------ Records provided

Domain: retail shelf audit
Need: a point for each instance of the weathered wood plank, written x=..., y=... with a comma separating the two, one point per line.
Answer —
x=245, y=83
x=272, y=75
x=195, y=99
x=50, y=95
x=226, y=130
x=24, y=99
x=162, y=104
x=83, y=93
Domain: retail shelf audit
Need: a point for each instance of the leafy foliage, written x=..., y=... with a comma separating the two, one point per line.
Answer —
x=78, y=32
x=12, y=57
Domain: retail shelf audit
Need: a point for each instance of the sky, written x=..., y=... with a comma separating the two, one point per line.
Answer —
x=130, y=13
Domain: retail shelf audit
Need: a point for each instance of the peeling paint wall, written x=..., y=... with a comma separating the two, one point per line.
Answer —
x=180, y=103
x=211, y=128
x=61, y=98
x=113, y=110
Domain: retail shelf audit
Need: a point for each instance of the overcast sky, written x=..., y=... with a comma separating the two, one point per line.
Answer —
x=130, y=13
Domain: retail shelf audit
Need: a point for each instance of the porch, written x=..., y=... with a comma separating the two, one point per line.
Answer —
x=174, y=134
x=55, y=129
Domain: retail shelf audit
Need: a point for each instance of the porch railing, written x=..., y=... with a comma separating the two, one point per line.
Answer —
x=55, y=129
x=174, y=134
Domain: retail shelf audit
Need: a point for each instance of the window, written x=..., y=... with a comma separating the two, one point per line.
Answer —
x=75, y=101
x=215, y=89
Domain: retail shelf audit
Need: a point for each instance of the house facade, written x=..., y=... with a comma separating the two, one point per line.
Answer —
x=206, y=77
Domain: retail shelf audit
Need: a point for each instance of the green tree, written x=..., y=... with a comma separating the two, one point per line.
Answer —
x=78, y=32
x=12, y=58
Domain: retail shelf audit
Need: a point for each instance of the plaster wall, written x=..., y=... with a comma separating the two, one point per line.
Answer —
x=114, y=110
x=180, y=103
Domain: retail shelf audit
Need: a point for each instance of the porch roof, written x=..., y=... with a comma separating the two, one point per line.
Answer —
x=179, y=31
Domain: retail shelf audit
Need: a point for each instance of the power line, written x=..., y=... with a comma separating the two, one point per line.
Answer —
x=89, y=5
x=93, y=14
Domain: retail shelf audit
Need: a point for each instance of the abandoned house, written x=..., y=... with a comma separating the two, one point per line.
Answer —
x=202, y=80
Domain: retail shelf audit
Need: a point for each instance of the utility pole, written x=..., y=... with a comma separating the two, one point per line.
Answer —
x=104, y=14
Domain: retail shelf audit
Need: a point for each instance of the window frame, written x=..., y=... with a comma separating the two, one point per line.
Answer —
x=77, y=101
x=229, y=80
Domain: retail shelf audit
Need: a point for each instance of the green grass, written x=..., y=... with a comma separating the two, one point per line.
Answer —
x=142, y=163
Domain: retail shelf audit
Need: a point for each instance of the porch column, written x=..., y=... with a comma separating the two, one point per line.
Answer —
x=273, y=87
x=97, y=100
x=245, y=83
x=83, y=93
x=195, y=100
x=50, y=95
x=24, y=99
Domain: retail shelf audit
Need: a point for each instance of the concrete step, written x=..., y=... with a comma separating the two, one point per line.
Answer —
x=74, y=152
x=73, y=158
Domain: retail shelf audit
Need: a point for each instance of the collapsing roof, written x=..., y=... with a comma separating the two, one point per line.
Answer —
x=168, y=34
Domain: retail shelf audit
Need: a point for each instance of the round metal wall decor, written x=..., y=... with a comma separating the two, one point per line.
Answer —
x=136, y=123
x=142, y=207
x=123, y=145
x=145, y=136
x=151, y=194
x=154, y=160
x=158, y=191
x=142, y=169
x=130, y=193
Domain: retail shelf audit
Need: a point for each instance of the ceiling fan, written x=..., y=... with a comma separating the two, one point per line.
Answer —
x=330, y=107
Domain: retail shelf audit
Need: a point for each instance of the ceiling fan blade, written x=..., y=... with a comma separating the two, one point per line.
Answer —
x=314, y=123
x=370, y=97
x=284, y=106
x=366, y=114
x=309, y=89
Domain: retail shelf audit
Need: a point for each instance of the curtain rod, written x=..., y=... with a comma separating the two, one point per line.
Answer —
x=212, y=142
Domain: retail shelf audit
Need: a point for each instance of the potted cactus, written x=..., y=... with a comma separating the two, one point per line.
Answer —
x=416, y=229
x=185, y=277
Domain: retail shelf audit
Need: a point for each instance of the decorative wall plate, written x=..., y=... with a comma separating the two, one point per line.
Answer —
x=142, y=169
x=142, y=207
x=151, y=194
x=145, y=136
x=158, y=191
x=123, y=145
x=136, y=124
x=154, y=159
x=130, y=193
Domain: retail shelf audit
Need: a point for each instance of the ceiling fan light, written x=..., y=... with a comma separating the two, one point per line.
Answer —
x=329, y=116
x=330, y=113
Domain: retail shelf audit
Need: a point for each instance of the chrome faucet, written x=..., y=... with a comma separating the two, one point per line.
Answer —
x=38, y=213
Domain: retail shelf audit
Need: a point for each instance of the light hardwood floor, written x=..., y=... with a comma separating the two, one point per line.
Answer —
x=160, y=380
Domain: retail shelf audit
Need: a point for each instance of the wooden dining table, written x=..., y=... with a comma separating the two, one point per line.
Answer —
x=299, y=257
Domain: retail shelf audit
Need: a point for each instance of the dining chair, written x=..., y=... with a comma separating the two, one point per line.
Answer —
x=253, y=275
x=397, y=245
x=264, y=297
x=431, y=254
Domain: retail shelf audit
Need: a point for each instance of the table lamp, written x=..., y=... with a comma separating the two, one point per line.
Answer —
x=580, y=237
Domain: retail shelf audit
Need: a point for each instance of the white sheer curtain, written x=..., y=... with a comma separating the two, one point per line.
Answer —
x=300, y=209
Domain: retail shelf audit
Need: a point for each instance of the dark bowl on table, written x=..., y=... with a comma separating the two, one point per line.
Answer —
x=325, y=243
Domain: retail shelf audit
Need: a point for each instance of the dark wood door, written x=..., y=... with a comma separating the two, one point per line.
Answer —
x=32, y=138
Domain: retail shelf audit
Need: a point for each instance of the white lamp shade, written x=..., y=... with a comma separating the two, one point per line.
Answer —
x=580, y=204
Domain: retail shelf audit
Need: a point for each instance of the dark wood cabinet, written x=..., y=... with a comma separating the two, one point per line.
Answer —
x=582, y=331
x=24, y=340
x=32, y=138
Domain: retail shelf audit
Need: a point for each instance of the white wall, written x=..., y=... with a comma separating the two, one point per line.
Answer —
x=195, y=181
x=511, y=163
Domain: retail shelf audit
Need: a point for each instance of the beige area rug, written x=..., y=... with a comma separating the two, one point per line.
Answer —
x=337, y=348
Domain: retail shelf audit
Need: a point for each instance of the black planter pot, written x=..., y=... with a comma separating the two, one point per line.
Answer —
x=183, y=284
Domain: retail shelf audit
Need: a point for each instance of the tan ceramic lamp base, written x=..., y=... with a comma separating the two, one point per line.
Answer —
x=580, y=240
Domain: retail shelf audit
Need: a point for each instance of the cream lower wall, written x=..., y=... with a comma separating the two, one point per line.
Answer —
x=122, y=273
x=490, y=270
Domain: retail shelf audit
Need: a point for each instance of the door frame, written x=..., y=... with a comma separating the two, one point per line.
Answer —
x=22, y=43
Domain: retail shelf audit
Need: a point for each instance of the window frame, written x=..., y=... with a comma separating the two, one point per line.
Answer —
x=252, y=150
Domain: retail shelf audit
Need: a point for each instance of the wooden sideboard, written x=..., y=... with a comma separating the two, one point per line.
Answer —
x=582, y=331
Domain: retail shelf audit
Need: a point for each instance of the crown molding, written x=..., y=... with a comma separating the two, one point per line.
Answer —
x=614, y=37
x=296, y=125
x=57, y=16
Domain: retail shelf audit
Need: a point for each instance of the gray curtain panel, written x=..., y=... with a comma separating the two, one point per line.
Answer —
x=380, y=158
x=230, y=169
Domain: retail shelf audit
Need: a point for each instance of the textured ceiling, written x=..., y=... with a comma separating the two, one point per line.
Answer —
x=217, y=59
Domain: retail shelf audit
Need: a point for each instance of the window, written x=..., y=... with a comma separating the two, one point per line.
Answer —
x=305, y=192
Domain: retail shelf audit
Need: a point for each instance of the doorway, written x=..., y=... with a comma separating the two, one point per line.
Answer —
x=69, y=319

------------

Stated problem:
Render the records, from the start through the line containing "x=215, y=89", as a two-column CSV with the header row input,output. Give one row per record, with its text under input and its answer under output, each in a single quoted field and with line breaks replaced by spaces.

The completed task:
input,output
"Domain: retail shelf audit Need: a point for each instance of the weathered wood plank, written x=..., y=... with a comma separating the two, one point per line. Answer —","x=245, y=83 x=272, y=75 x=195, y=99 x=50, y=95 x=226, y=130 x=24, y=99 x=162, y=104 x=83, y=93"
"Domain: retail shelf audit Need: a point for each instance of the leafy foliage, written x=..., y=... with a comma separating the two, one point per line. Answer —","x=78, y=32 x=12, y=57"
"Domain: retail shelf audit Need: a point for each instance of the sky, written x=..., y=... with a comma separating the two, one point per line. Answer —","x=130, y=13"
"Domain: retail shelf audit Need: a point for each instance of the peeling paint wall, written x=..., y=... with a comma separating the two, one point per line. Answer —","x=180, y=103 x=211, y=128 x=61, y=98 x=113, y=110"
"Domain: retail shelf audit Need: a point for each instance of the overcast sky, written x=..., y=... with a comma separating the two, one point per line. Answer —","x=130, y=13"
"Domain: retail shelf audit Need: a point for each instance of the porch, written x=..., y=... with a comma separating the two, one point per line. Answer —","x=174, y=134 x=55, y=129"
"Domain: retail shelf audit Need: a point for each instance of the porch railing, written x=..., y=... with a comma separating the two, one point per line. Answer —","x=55, y=129 x=174, y=134"
"Domain: retail shelf audit Need: a point for each instance of the window, written x=..., y=... with a comma separating the two, one point per line. Answer —","x=75, y=101 x=215, y=89"